Print each entry word for word without images.

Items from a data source
-*-*-

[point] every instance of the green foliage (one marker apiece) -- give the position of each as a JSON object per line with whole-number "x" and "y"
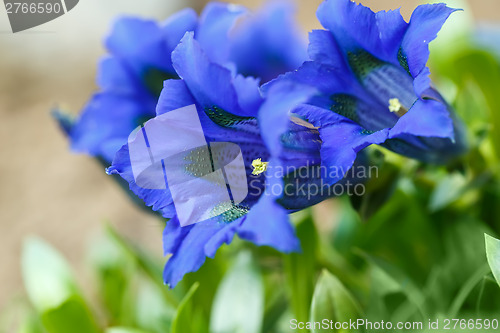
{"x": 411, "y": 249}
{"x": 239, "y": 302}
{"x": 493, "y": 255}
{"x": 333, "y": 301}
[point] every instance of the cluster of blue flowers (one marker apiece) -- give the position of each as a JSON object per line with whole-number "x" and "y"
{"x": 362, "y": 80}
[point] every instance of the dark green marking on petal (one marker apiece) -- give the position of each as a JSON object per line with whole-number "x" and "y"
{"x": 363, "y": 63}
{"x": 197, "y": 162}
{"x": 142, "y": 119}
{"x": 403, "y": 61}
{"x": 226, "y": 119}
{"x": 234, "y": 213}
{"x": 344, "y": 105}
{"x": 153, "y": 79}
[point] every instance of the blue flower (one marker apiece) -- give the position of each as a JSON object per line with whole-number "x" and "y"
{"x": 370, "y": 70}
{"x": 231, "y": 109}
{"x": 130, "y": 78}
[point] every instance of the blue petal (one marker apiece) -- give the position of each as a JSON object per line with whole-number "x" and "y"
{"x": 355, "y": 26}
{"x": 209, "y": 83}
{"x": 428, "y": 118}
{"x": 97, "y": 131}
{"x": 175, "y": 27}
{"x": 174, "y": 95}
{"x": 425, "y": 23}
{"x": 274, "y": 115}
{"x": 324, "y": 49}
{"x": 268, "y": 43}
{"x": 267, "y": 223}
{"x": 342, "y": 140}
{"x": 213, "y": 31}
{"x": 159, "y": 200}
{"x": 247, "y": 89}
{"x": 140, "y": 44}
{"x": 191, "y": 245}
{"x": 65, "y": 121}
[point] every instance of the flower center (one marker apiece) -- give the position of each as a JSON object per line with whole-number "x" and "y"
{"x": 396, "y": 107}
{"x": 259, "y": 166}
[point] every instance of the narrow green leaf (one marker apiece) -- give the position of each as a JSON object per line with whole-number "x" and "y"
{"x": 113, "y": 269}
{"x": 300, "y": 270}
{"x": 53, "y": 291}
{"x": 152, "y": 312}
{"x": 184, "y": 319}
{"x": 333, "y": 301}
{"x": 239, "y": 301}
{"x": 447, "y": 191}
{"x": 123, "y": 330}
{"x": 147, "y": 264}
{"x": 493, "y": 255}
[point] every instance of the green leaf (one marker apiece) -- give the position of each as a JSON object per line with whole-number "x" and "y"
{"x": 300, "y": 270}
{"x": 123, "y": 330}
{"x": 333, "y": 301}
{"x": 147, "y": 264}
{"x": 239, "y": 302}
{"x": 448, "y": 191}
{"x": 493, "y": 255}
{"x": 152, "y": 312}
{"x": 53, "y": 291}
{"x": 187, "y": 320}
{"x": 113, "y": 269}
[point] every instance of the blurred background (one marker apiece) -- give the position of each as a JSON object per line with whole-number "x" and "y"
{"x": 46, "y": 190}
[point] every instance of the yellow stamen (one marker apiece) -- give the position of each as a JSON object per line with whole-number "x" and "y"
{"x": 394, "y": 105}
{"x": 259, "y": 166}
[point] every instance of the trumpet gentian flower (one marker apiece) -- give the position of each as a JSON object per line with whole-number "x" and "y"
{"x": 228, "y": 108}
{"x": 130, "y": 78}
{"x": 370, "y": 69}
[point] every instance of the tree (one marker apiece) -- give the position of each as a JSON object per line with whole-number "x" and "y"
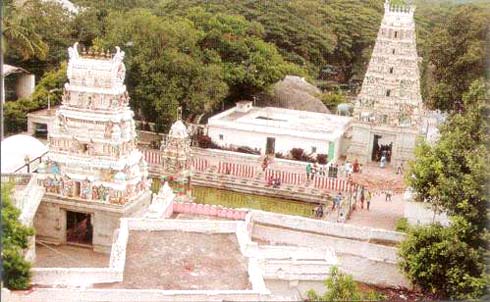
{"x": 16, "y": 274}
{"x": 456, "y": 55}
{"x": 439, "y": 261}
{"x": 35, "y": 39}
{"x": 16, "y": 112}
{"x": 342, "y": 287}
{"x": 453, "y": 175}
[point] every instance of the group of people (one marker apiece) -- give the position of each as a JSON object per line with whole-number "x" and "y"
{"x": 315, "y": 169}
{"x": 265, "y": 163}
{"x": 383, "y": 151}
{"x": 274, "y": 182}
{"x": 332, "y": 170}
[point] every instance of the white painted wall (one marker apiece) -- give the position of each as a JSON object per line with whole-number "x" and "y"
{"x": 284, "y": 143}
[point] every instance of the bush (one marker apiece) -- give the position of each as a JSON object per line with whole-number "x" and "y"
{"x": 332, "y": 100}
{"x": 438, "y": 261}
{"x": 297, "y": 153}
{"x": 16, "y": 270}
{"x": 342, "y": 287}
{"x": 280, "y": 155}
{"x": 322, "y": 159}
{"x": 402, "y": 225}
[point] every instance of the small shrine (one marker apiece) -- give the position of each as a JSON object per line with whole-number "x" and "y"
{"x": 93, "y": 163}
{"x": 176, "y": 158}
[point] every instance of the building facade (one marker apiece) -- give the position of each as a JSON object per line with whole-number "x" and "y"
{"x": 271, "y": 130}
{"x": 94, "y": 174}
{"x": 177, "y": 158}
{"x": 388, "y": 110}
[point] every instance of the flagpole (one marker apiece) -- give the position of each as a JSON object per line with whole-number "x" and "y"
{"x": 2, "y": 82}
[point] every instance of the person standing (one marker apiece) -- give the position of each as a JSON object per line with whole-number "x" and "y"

-*-*-

=== Exercise solution ===
[point] every instance of the green foliage (one marker apiece) -- give the position of each as a JSON object per line with whole-number "x" and "y"
{"x": 411, "y": 249}
{"x": 239, "y": 302}
{"x": 493, "y": 255}
{"x": 333, "y": 301}
[point] every instance of the cluster of blue flowers (one marker apiece) -- give the position of each as a JSON object per line with whole-number "x" and "y"
{"x": 362, "y": 80}
[point] every instance of the dark green marking on petal (one marker apiece) -- give the position of each as a JSON object per line with whole-number "x" and "y"
{"x": 363, "y": 63}
{"x": 197, "y": 162}
{"x": 142, "y": 119}
{"x": 403, "y": 61}
{"x": 226, "y": 119}
{"x": 234, "y": 213}
{"x": 344, "y": 105}
{"x": 153, "y": 79}
[point] every instance of the blue flower (one marker apiece) -- give the position of each as a JSON object per line with whole-number "x" and "y"
{"x": 370, "y": 70}
{"x": 231, "y": 109}
{"x": 130, "y": 78}
[point] every instance of the blue petal (one marker apiece) -- give the position of each as a JSON object per line with whole-number "x" and "y"
{"x": 355, "y": 26}
{"x": 209, "y": 83}
{"x": 428, "y": 118}
{"x": 97, "y": 131}
{"x": 175, "y": 27}
{"x": 174, "y": 95}
{"x": 425, "y": 23}
{"x": 274, "y": 115}
{"x": 324, "y": 49}
{"x": 268, "y": 43}
{"x": 267, "y": 223}
{"x": 342, "y": 140}
{"x": 213, "y": 31}
{"x": 159, "y": 200}
{"x": 247, "y": 89}
{"x": 140, "y": 44}
{"x": 191, "y": 245}
{"x": 65, "y": 121}
[point] every instance of the flower center (one marker apiece) -- give the position of each as a JSON object per line with whole-number "x" and "y"
{"x": 396, "y": 107}
{"x": 259, "y": 166}
[point] every instance of the narrow green leaf (one marker apiece) -- give the position of each as a JSON object per line with whole-number "x" and "y"
{"x": 113, "y": 269}
{"x": 300, "y": 270}
{"x": 53, "y": 291}
{"x": 152, "y": 312}
{"x": 184, "y": 319}
{"x": 333, "y": 301}
{"x": 239, "y": 301}
{"x": 447, "y": 191}
{"x": 123, "y": 330}
{"x": 147, "y": 264}
{"x": 493, "y": 255}
[point] every instance of the green leaf (one marker apiece) -- give the position of each as a JSON object per line with whole-number "x" and "y"
{"x": 300, "y": 270}
{"x": 123, "y": 330}
{"x": 333, "y": 301}
{"x": 147, "y": 264}
{"x": 239, "y": 302}
{"x": 448, "y": 191}
{"x": 493, "y": 255}
{"x": 152, "y": 312}
{"x": 53, "y": 291}
{"x": 187, "y": 320}
{"x": 113, "y": 269}
[point] every instance of the blurred background (one marker apiece) -- give the position of each as a JSON object per line with whole-number "x" and "y"
{"x": 46, "y": 190}
[point] every instance of the yellow stamen (one marker apiece) -- give the position of each as a JSON object per line with whole-number "x" and "y"
{"x": 394, "y": 105}
{"x": 259, "y": 166}
[point] every instance of the trumpet gentian flower (one marker apiece) -- give the position of each as a JSON object per line with whole-number "x" and "y"
{"x": 228, "y": 108}
{"x": 130, "y": 78}
{"x": 370, "y": 69}
[point] every instance of the tree (one marker apiece) -- give the position of each as a JSON object per line with whole-number "x" and "y"
{"x": 16, "y": 274}
{"x": 456, "y": 55}
{"x": 439, "y": 261}
{"x": 35, "y": 39}
{"x": 16, "y": 112}
{"x": 342, "y": 287}
{"x": 453, "y": 175}
[point] every instance of the group of people (one marker apiece) -- give the position of each as a JSON object per line with whole-number "x" and "y"
{"x": 315, "y": 169}
{"x": 265, "y": 163}
{"x": 383, "y": 151}
{"x": 274, "y": 182}
{"x": 332, "y": 170}
[point] every instance of the white painted wall (one marker apiece) -- give the position of each as a JSON object per line with whole-number "x" and "y"
{"x": 284, "y": 143}
[point] every instance of the bush (one marker apiece) -- give the position of each as a JSON object per line with whole-number "x" and "y"
{"x": 332, "y": 100}
{"x": 438, "y": 261}
{"x": 297, "y": 153}
{"x": 16, "y": 270}
{"x": 342, "y": 287}
{"x": 280, "y": 155}
{"x": 322, "y": 159}
{"x": 402, "y": 225}
[point] every instance of the small shrine (one marker apiece) -- give the position of each as a JSON object per line with whole-number "x" and "y"
{"x": 93, "y": 163}
{"x": 176, "y": 158}
[point] every instance of the building facade (one marker apiece) -- give the position of each as a JSON object per line with whole-number "x" and "y"
{"x": 271, "y": 130}
{"x": 94, "y": 174}
{"x": 177, "y": 158}
{"x": 388, "y": 110}
[point] every instance of the flagpole (one marker apiece) -- give the position of each as a JSON object per line with whole-number "x" and "y"
{"x": 2, "y": 82}
[point] every instance of the person standing (one marker apiece) -- give the position of each as a JSON object per line with whole-number "x" and "y"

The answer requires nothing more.